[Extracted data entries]
####################

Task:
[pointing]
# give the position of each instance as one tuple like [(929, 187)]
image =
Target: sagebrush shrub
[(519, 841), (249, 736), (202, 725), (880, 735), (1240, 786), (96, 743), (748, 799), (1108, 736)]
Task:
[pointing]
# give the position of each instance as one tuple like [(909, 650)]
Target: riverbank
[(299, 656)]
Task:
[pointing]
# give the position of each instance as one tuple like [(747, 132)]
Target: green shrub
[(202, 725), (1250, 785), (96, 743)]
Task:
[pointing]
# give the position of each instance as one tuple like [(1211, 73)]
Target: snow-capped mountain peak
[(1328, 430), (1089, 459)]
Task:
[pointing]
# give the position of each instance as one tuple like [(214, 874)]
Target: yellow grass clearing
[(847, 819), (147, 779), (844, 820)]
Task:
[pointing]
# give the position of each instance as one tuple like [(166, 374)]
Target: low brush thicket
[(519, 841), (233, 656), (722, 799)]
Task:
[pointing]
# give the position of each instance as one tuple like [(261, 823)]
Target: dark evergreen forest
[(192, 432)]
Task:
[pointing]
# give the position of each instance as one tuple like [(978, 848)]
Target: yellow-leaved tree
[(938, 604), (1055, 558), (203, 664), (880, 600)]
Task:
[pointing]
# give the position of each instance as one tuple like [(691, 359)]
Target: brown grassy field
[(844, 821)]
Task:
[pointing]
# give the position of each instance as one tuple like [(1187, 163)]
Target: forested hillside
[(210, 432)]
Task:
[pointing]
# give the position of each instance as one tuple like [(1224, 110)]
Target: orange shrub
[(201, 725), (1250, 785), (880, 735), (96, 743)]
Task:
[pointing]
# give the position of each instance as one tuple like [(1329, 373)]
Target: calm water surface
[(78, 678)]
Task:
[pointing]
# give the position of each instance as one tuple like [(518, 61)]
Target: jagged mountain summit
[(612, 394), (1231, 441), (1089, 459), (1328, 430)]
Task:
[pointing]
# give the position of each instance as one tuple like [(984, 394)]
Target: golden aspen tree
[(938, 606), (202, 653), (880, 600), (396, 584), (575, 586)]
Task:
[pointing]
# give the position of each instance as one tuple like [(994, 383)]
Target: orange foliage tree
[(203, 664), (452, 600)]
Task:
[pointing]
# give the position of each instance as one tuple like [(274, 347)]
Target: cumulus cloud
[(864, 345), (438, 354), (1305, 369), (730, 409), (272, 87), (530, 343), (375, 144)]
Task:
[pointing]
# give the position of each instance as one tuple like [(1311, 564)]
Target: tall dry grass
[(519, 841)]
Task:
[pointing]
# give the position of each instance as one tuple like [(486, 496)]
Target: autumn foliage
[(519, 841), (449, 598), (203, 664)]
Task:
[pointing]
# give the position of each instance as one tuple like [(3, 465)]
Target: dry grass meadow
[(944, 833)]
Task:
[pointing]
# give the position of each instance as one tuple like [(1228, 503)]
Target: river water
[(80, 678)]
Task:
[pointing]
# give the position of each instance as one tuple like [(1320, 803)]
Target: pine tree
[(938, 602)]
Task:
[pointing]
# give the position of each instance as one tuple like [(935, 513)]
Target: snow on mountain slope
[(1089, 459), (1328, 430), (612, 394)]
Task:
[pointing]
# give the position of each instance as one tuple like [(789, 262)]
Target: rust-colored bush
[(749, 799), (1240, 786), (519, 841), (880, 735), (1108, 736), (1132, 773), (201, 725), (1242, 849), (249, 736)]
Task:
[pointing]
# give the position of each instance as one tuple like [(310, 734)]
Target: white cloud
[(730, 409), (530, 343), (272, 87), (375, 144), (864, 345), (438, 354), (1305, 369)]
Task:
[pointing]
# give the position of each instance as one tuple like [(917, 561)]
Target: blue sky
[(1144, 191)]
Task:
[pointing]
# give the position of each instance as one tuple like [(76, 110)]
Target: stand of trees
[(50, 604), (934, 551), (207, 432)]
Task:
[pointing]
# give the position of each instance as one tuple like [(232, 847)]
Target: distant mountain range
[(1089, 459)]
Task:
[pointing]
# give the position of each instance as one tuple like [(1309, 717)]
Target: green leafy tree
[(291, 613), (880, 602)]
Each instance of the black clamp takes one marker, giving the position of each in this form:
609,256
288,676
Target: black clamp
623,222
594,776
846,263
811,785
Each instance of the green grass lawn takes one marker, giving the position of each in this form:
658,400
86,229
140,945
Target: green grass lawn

####################

# Task prompt:
Arrange every line of the material above as a JSON list of strings, one string per line, leaving out any blank lines.

# Task solution:
[
  "Task:",
  "[pointing]",
  "# give the position of each instance as one tuple like [(929, 187)]",
  "image =",
  "Target: sagebrush shrub",
  "[(519, 841), (249, 736), (202, 725), (880, 735), (1240, 786), (96, 743), (748, 799), (1108, 736)]",
  "Task:",
  "[pointing]",
  "# give the position of each instance as one tuple like [(909, 650)]",
  "Target: riverbank",
  "[(299, 656)]",
  "Task:",
  "[pointing]",
  "# give the position of each instance as one tuple like [(747, 132)]",
  "Target: green shrub",
  "[(202, 725), (1250, 785), (96, 743)]",
  "Task:",
  "[pointing]",
  "# give the position of each instance as one tuple like [(1211, 73)]",
  "Target: snow-capped mountain peak",
  "[(1328, 430), (1089, 459)]",
  "Task:",
  "[pointing]",
  "# give the position of each instance as one tuple like [(214, 874)]",
  "Target: yellow grass clearing",
  "[(847, 819), (147, 779), (844, 820)]",
  "Task:",
  "[pointing]",
  "# give the position of each instance as one tuple like [(166, 374)]",
  "Target: low brush thicket",
  "[(519, 841), (233, 656), (722, 799)]",
  "Task:",
  "[pointing]",
  "# give the position of each instance as one tuple like [(261, 823)]",
  "Target: dark evergreen forest",
  "[(192, 432)]",
  "Task:",
  "[pointing]",
  "# give the position of each instance as one tuple like [(978, 848)]",
  "Target: yellow-leaved tree",
  "[(938, 604), (1055, 558), (203, 664), (880, 600)]",
  "Task:",
  "[pointing]",
  "# give the position of each instance as one tuple like [(691, 359)]",
  "Target: brown grassy field",
  "[(844, 821)]",
  "Task:",
  "[pointing]",
  "# give the position of each instance as one tuple like [(1187, 163)]",
  "Target: forested hillside",
  "[(210, 432)]",
  "Task:",
  "[pointing]",
  "# give the position of each instance as one tuple like [(1224, 110)]",
  "Target: orange shrub",
  "[(201, 725), (1250, 785), (880, 735), (96, 743)]",
  "Task:",
  "[pointing]",
  "# give the position of each instance as one tuple like [(1329, 373)]",
  "Target: calm water surface",
  "[(78, 678)]",
  "Task:",
  "[pointing]",
  "# give the position of each instance as one tuple like [(518, 61)]",
  "Target: jagged mountain summit",
  "[(612, 394), (1231, 441), (1089, 459), (1328, 430)]",
  "Task:",
  "[pointing]",
  "# give the position of each instance as one tuple like [(984, 394)]",
  "Target: golden aspen tree",
  "[(938, 606), (202, 653), (880, 600), (396, 584), (575, 586)]",
  "Task:",
  "[pointing]",
  "# give the position of each instance as one tuple like [(994, 383)]",
  "Target: orange foliage tree",
  "[(203, 664), (452, 600)]",
  "Task:",
  "[pointing]",
  "# give the position of each instance as one tuple like [(274, 347)]",
  "Target: cumulus cloud",
  "[(864, 345), (438, 354), (1305, 369), (730, 409), (272, 87), (530, 343), (375, 144)]",
  "Task:",
  "[pointing]",
  "# give the position of each instance as one tuple like [(1311, 564)]",
  "Target: tall dry grass",
  "[(519, 841)]",
  "Task:",
  "[pointing]",
  "# give the position of each instance as one tuple like [(486, 496)]",
  "Target: autumn foliage",
  "[(519, 841), (449, 598), (203, 664)]",
  "Task:",
  "[pointing]",
  "# give the position of each instance as one tuple like [(3, 465)]",
  "Target: dry grass meadow",
  "[(944, 833)]",
  "Task:",
  "[pointing]",
  "# give the position of each instance as one tuple like [(1228, 503)]",
  "Target: river water",
  "[(80, 678)]",
  "Task:",
  "[pointing]",
  "# give the position of each instance as one tuple like [(1320, 803)]",
  "Target: pine tree",
  "[(938, 602)]",
  "Task:",
  "[pointing]",
  "# give the position of each instance as one tuple like [(935, 513)]",
  "Target: snow on mountain slope",
  "[(1089, 459), (1328, 430), (612, 394)]",
  "Task:",
  "[pointing]",
  "# give the position of each instance as one tuple like [(789, 262)]",
  "Target: rust-colored bush",
  "[(749, 799), (1240, 786), (519, 841), (880, 735), (1108, 736), (1132, 773), (201, 725), (1242, 849), (249, 736)]",
  "Task:",
  "[pointing]",
  "# give the position of each instance as one tuple like [(310, 734)]",
  "Target: white cloud",
  "[(730, 409), (530, 343), (272, 87), (375, 144), (864, 345), (438, 354), (1305, 369)]",
  "Task:",
  "[pointing]",
  "# give the position of each instance as one tuple like [(917, 561)]",
  "Target: blue sky",
  "[(1144, 191)]",
  "Task:",
  "[pointing]",
  "# give the position of each instance as one tuple like [(76, 110)]",
  "Target: stand of trees",
  "[(50, 604), (934, 551), (207, 432)]",
  "Task:",
  "[pointing]",
  "# give the position of each instance as one tuple like [(232, 847)]",
  "Target: distant mountain range",
  "[(1089, 459)]",
  "Task:",
  "[pointing]",
  "# give the position of each instance as one tuple like [(1309, 717)]",
  "Target: green leafy tree",
  "[(291, 613), (880, 602)]",
  "Each instance of the black clamp takes one marker, giving the position of each in this form:",
  "609,256",
  "288,676",
  "Target: black clamp",
  "623,222",
  "594,776",
  "846,263",
  "811,785",
  "Each instance of the green grass lawn takes one marker, giving the position of each in this form:",
  "658,400",
  "86,229",
  "140,945",
  "Target: green grass lawn"
]